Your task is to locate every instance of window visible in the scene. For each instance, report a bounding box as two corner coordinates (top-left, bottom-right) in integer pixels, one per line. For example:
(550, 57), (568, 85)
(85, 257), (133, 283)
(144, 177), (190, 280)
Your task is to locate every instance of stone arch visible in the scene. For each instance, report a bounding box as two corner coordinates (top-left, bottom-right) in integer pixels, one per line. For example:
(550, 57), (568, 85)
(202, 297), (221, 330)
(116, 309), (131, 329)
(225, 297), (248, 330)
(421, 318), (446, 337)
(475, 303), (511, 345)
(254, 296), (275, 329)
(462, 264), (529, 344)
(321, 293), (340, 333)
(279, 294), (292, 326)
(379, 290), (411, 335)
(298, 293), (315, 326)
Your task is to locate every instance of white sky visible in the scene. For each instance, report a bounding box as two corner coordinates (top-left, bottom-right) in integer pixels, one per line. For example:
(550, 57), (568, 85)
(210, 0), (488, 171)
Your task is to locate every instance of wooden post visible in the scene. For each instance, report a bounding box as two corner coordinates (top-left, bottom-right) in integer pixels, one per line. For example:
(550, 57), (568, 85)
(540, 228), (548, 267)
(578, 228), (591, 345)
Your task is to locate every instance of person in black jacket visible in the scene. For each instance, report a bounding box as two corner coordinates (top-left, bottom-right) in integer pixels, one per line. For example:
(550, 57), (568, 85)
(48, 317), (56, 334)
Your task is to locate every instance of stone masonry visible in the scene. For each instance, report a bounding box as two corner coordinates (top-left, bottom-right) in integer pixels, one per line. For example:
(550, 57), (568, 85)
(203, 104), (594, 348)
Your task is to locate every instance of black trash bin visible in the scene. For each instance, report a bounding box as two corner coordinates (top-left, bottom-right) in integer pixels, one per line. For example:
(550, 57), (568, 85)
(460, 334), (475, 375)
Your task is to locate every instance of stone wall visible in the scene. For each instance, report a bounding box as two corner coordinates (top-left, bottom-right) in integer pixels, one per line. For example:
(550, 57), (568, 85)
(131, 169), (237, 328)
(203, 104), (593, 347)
━━━━━━━━━━━━━━━━
#### [What is expected]
Reproduce all of the material above line for line, with no changes.

#### [Task response]
Your task is to locate every instance of window visible in the scene. For each instance, report a bounding box as two corner coordinates (top-left, bottom-right) in integer pixels, one per line. For example:
(550, 57), (568, 85)
(85, 257), (133, 283)
(144, 177), (190, 280)
Your task is to locate every instance of stone arch visible in the scene. For each instance, report a bounding box as two corner coordinates (top-left, bottom-right) in integer pixels, one per line. For example:
(550, 57), (568, 85)
(202, 297), (221, 330)
(116, 309), (131, 329)
(225, 297), (248, 330)
(421, 318), (446, 337)
(475, 303), (511, 345)
(254, 296), (275, 329)
(462, 264), (529, 344)
(321, 293), (340, 333)
(279, 294), (292, 326)
(379, 290), (411, 335)
(298, 293), (315, 326)
Your task is to locate every instance of white sky visible in the scene. For each instance, report a bounding box as two corner coordinates (top-left, bottom-right) in integer pixels, one per line. For example:
(550, 57), (568, 85)
(210, 0), (488, 171)
Your task is to locate every instance of wooden post visible in the scene. For each instance, report a bounding box as two corner coordinates (top-left, bottom-right) in integer pixels, one per line. For example:
(550, 57), (568, 85)
(540, 228), (548, 267)
(578, 228), (591, 345)
Your task is to locate every instance of person in black jacket visible in the scene. For each instance, report a bounding box as two corner coordinates (top-left, bottom-right) in integer pixels, one per line. For example:
(550, 57), (568, 85)
(48, 317), (56, 334)
Your task is to locate every instance of stone masonry visible in the scene. For each instance, report a bounding box as two corner coordinates (top-left, bottom-right) in integer pixels, one per line. For example:
(550, 57), (568, 85)
(203, 104), (594, 348)
Your task is to locate every instance of black trash bin visible in the scene. For each instance, report a bounding box as two corner coordinates (top-left, bottom-right) in integer pixels, one per line. For example:
(550, 57), (568, 85)
(460, 334), (475, 375)
Your task is to locate every instance of stone wall visible in the scene. For each instance, report a bounding box as two corner coordinates (top-left, bottom-right) in integer pixels, one per line. For example:
(550, 57), (568, 85)
(131, 169), (237, 328)
(203, 104), (593, 347)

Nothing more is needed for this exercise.